TASK: In the entries that follow, how many lines include "below"? Give the number and nothing else.

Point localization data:

----

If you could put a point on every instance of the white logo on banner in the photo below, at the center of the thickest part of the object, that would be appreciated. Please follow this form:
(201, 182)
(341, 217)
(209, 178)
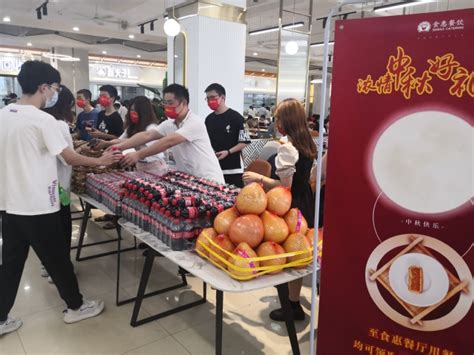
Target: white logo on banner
(424, 26)
(441, 26)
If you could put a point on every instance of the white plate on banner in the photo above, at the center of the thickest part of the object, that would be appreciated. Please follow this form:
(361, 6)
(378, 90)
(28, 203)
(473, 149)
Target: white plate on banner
(435, 279)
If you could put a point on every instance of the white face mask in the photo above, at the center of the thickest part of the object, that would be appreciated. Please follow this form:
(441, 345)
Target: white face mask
(50, 102)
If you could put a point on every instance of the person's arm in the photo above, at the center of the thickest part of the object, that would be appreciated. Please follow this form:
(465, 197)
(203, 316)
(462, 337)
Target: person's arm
(235, 149)
(268, 183)
(138, 139)
(243, 140)
(105, 144)
(160, 146)
(74, 159)
(100, 135)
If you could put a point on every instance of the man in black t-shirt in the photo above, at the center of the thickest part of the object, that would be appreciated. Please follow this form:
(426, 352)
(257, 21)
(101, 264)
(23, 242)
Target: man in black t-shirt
(227, 133)
(109, 123)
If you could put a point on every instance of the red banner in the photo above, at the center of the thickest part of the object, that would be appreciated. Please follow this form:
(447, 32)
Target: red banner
(399, 217)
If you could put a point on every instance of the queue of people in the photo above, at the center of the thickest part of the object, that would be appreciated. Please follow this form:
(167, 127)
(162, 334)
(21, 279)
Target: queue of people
(36, 212)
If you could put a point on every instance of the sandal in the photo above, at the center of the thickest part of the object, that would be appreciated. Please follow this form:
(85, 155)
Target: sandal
(108, 225)
(104, 218)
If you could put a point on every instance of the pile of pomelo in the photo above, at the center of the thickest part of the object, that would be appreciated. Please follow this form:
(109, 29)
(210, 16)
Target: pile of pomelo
(259, 225)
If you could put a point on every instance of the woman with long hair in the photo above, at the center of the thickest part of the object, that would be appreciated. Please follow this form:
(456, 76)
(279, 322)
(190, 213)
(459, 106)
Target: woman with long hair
(294, 162)
(140, 118)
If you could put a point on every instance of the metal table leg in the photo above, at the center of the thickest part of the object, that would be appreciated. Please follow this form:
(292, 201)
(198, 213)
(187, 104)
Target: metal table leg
(82, 233)
(219, 320)
(141, 295)
(289, 320)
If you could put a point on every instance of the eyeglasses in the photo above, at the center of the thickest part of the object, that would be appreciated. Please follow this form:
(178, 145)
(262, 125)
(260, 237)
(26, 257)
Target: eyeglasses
(57, 88)
(214, 97)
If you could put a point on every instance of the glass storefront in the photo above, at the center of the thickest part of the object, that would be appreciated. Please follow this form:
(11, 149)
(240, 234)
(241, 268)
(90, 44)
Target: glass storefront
(8, 84)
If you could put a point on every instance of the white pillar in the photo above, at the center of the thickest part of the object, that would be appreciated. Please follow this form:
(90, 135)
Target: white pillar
(74, 75)
(215, 54)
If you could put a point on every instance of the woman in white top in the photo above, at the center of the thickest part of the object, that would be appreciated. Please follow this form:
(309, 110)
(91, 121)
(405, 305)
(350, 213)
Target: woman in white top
(62, 111)
(141, 117)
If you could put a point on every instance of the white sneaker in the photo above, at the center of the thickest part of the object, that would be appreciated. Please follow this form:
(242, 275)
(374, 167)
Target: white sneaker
(10, 325)
(88, 309)
(50, 280)
(44, 273)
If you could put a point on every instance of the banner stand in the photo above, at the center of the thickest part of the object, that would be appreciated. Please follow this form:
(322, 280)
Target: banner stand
(327, 35)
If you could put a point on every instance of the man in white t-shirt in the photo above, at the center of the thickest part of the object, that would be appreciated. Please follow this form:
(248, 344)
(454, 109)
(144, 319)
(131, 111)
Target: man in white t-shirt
(185, 133)
(30, 141)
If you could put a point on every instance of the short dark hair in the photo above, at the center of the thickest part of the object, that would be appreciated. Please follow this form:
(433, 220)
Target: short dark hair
(110, 89)
(34, 73)
(217, 88)
(179, 91)
(62, 111)
(86, 93)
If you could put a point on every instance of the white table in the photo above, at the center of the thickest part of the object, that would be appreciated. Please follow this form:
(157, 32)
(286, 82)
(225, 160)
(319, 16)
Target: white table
(213, 276)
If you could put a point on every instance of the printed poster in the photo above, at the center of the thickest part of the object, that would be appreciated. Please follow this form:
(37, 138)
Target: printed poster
(399, 217)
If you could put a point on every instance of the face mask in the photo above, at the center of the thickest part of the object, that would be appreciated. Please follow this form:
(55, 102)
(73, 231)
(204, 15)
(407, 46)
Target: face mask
(134, 117)
(81, 103)
(170, 112)
(50, 102)
(281, 130)
(104, 101)
(213, 104)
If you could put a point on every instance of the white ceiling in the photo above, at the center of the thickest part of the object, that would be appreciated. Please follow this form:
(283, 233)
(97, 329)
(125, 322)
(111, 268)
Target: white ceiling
(107, 18)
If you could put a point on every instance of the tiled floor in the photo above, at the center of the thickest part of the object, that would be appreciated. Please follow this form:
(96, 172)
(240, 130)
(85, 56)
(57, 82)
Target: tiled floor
(247, 328)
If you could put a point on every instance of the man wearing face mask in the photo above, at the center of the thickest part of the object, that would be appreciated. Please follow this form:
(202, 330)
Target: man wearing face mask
(109, 122)
(88, 117)
(227, 133)
(30, 141)
(184, 133)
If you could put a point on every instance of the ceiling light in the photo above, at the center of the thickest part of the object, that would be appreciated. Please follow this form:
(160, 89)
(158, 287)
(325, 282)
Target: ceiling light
(171, 27)
(61, 57)
(276, 28)
(320, 44)
(291, 48)
(400, 5)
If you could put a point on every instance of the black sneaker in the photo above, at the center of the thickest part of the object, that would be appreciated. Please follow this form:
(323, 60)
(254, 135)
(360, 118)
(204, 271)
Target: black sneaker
(279, 316)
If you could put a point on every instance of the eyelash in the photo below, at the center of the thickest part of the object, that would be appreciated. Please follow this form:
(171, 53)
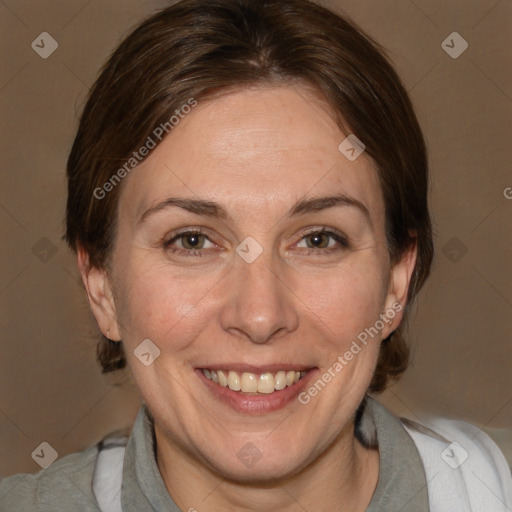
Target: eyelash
(338, 237)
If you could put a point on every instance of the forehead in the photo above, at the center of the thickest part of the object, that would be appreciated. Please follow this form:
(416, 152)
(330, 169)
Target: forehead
(252, 149)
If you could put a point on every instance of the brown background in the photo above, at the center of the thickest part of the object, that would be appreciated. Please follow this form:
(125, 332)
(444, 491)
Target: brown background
(51, 387)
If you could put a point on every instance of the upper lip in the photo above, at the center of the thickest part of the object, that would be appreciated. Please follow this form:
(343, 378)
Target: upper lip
(256, 368)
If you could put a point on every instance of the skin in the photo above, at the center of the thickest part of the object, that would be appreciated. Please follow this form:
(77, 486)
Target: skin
(256, 152)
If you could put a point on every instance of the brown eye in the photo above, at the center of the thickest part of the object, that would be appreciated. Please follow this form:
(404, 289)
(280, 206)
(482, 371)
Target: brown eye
(327, 240)
(189, 242)
(317, 241)
(192, 241)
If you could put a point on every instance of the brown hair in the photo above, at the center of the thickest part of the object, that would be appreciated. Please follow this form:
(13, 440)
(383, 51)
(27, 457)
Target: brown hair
(197, 48)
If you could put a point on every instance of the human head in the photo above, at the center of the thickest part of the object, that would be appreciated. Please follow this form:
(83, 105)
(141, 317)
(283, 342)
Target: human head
(199, 50)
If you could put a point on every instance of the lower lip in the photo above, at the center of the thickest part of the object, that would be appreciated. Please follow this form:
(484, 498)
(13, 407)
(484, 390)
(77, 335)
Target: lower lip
(257, 403)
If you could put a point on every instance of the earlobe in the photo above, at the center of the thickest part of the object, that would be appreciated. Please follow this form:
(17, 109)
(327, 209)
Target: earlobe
(99, 293)
(399, 283)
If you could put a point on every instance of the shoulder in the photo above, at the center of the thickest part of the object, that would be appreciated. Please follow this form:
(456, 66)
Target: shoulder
(462, 463)
(65, 485)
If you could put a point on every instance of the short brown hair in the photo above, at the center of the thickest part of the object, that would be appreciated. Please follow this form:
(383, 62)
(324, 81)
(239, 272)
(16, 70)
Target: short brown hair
(199, 48)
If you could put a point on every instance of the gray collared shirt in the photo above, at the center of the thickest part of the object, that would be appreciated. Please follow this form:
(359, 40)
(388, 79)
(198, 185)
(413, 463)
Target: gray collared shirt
(67, 484)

----

EXERCISE ANSWER: 2